Challenges:
(1) In the excerpt on public health shared services funding, how many municipalities take part in the Berkshire Public Health Alliance?
(2) Name every town the excerpt on public health shared services funding lists as sharing public health nursing services with the Framingham Health Department.
(3) Carry on the excerpt on public health shared services funding, starting right after its last sentence.

[BEGIN Excerpt to read]

Two existing public health districts received funding starting in FY20 to support expansion or enhancement of their shared services arrangements that provide public health services and protections to nearly forty municipalities in Western Massachusetts:

  • Cooperative Public Health Service (Franklin Regional Council of Governments) to address distressed and abandoned housing and to provide training for members of local boards of health among its 14 participating municipalities.
  • Berkshire Public Health Alliance (Berkshire Regional Planning Council) to develop a more efficient system of online permitting and inspection scheduling among its 24 participating municipalities.

Four groups starting in FY20 representing 21 municipalities received awards for planning new shared services arrangements:

  • Framingham Health Department for shared public health nursing services with Ashland, Hudson, and Holliston (in partnership with the Metropolitan Area Planning Council).
  • Peabody Department of Health and Human Services and nine other municipalities; Beverly, Danvers, Gloucester, Hamilton, Marblehead, Nahant, Newburyport, Swampscott and Salem for the North Shore Mother Home Visiting Program (in partnership with the Metropolitan Area Planning Council).

[END Excerpt to read]
[BEGIN Entries provided]

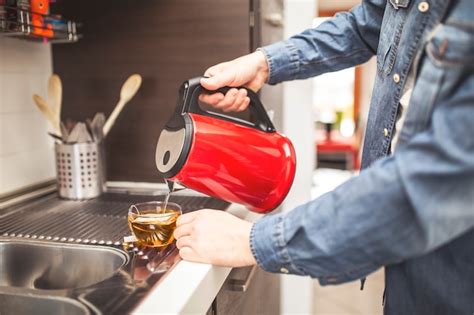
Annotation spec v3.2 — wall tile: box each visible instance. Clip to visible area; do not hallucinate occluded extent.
[0,148,55,194]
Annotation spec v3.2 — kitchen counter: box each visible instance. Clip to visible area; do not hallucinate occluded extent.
[133,204,262,314]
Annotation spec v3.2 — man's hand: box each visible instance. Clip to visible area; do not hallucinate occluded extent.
[200,51,268,112]
[174,210,256,267]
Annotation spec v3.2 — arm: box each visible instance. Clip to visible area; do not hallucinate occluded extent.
[251,73,474,284]
[262,0,386,84]
[201,0,386,111]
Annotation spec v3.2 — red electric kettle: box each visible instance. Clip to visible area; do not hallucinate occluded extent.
[156,77,296,213]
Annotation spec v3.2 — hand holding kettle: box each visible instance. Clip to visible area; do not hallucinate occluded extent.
[200,51,268,112]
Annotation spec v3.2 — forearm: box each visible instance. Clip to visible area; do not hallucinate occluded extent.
[251,76,474,283]
[262,0,386,84]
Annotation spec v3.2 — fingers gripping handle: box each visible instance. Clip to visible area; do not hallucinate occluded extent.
[183,77,275,132]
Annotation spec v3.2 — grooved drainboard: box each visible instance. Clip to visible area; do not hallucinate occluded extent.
[0,293,90,315]
[0,193,229,246]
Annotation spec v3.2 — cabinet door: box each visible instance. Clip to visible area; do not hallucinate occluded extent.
[214,267,280,315]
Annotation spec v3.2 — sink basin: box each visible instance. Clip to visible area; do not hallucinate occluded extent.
[0,241,128,292]
[0,294,90,315]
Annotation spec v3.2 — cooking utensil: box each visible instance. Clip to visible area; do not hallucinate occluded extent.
[59,121,69,143]
[48,74,63,130]
[104,74,142,137]
[48,132,63,142]
[86,118,94,141]
[155,78,296,213]
[77,122,92,143]
[33,94,61,133]
[67,122,82,143]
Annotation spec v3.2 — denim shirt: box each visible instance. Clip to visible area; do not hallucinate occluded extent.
[250,0,474,315]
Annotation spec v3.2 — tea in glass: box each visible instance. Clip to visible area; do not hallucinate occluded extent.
[128,201,181,247]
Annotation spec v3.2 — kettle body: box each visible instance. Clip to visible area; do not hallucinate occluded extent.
[155,78,296,213]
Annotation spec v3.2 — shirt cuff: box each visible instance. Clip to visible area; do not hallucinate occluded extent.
[258,40,299,84]
[250,214,305,275]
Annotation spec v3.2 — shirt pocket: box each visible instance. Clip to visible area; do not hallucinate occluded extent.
[377,0,410,76]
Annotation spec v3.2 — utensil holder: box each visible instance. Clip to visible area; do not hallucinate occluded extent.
[55,141,106,200]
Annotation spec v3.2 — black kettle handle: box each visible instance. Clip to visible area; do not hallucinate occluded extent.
[182,77,275,132]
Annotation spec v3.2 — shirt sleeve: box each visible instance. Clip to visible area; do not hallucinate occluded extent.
[260,0,386,84]
[251,72,474,284]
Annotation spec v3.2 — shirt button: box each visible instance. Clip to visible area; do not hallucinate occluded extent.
[418,1,430,13]
[393,73,400,83]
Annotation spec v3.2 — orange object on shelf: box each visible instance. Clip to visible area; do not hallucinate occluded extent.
[30,0,54,38]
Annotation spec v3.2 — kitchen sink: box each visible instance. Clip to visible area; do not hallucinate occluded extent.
[0,293,90,315]
[0,240,128,292]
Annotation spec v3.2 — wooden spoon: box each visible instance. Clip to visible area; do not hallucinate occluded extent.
[48,74,63,130]
[104,74,142,137]
[33,94,61,134]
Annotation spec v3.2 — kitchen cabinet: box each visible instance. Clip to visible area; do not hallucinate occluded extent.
[207,267,280,315]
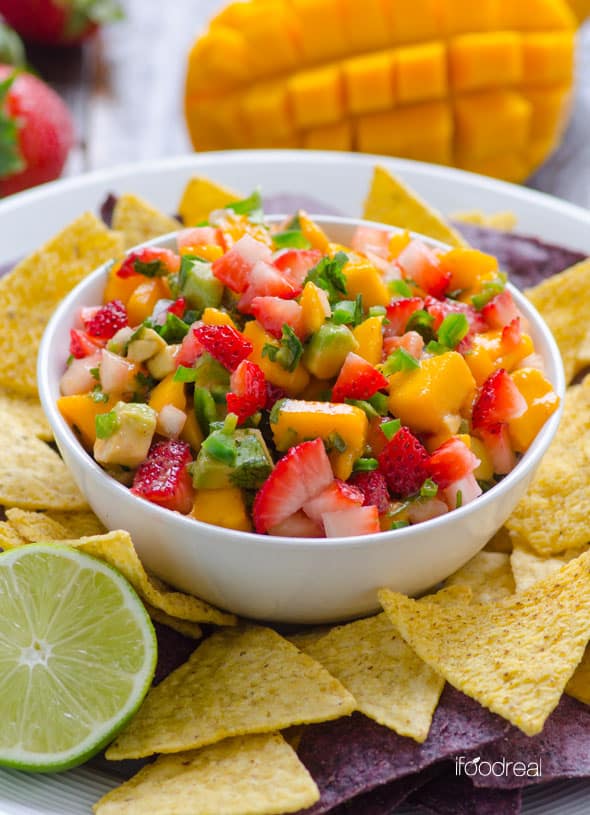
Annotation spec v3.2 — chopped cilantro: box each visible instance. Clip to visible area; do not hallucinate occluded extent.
[304,252,348,302]
[95,410,119,439]
[383,348,420,376]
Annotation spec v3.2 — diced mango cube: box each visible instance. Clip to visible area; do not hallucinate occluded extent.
[389,351,475,433]
[271,399,368,481]
[287,65,344,129]
[352,317,383,365]
[190,487,252,532]
[449,31,523,92]
[342,51,395,113]
[395,42,448,104]
[508,368,559,453]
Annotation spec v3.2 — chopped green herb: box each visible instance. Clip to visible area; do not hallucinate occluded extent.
[438,314,469,349]
[383,348,420,376]
[94,410,119,439]
[352,458,379,473]
[420,478,438,498]
[380,419,402,441]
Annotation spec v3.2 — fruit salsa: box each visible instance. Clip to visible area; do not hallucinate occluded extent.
[58,193,559,537]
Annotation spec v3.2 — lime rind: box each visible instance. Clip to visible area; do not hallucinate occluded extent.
[0,544,157,772]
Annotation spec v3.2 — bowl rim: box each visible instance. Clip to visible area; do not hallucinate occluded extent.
[37,213,566,551]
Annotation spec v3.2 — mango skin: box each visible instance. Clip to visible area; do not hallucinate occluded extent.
[389,351,475,433]
[271,399,369,481]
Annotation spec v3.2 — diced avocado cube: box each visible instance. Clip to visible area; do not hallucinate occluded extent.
[178,255,223,314]
[303,322,358,379]
[94,402,158,467]
[189,428,273,490]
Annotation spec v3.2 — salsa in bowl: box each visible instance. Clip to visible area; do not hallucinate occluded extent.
[39,206,563,622]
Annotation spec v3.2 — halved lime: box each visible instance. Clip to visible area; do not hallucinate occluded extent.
[0,544,157,772]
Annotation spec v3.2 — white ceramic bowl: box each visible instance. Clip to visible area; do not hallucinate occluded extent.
[38,217,565,623]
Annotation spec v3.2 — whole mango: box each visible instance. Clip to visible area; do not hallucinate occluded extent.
[185,0,590,181]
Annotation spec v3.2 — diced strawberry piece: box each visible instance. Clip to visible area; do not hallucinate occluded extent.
[82,300,129,340]
[428,436,481,488]
[351,226,390,259]
[70,328,103,359]
[348,470,390,515]
[477,422,516,475]
[378,427,430,498]
[481,289,518,328]
[192,325,254,371]
[424,297,488,334]
[332,351,388,402]
[386,297,424,336]
[238,261,301,314]
[471,368,527,430]
[212,235,272,294]
[273,249,322,289]
[268,509,324,538]
[250,297,304,339]
[303,478,365,523]
[383,331,424,359]
[443,473,483,509]
[397,240,451,297]
[252,439,334,532]
[322,506,381,538]
[131,439,194,515]
[226,359,266,424]
[117,246,180,277]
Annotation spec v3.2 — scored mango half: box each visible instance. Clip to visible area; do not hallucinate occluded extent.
[185,0,582,181]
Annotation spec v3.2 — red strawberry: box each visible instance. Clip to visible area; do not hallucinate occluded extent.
[385,297,424,336]
[70,328,102,359]
[212,235,272,294]
[226,359,266,424]
[397,240,451,297]
[0,65,74,198]
[0,0,122,45]
[471,368,527,430]
[193,325,254,371]
[349,470,390,515]
[303,478,364,523]
[131,439,194,515]
[481,289,518,328]
[252,439,334,532]
[250,297,304,340]
[428,436,480,488]
[322,506,381,538]
[238,261,301,314]
[117,246,180,278]
[82,300,129,340]
[332,351,388,402]
[378,427,430,498]
[273,249,322,289]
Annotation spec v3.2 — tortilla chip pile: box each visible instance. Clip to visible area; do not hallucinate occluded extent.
[0,167,590,815]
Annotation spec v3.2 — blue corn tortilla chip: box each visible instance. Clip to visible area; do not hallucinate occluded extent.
[408,764,526,815]
[467,695,590,789]
[297,685,508,815]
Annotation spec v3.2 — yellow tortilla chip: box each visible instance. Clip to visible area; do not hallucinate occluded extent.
[506,377,590,555]
[379,552,590,736]
[363,165,467,246]
[93,733,320,815]
[0,425,88,510]
[0,388,53,441]
[0,212,123,396]
[525,258,590,382]
[304,614,445,742]
[113,193,181,249]
[451,209,517,232]
[106,626,355,759]
[178,176,243,226]
[444,552,516,603]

[END Entries provided]

Answers provided:
(1) 24

(2) Ashland, Hudson, Holliston

(3)
  • East Longmeadow-Longmeadow Health Departments for shared public health services.
  • Newburyport Health Department with Amesbury, Salisbury, Newbury, and West Newbury for regional animal control services.

Four groups representing 20 municipalities will be funded in FY21:

  • North Suffolk Public Health Collaborative (Revere, lead municipality, with Chelsea and Winthrop) is focusing on air quality.
  • Norfolk County – 8 Local Public Health Coalition (Norwood, lead municipality, with Canton, Dedham, Milton, Needham, Wellesley, Walpole,​ and Westwood is assessing and addressing capacity, especially with in the context of the Foundational Public Health Services.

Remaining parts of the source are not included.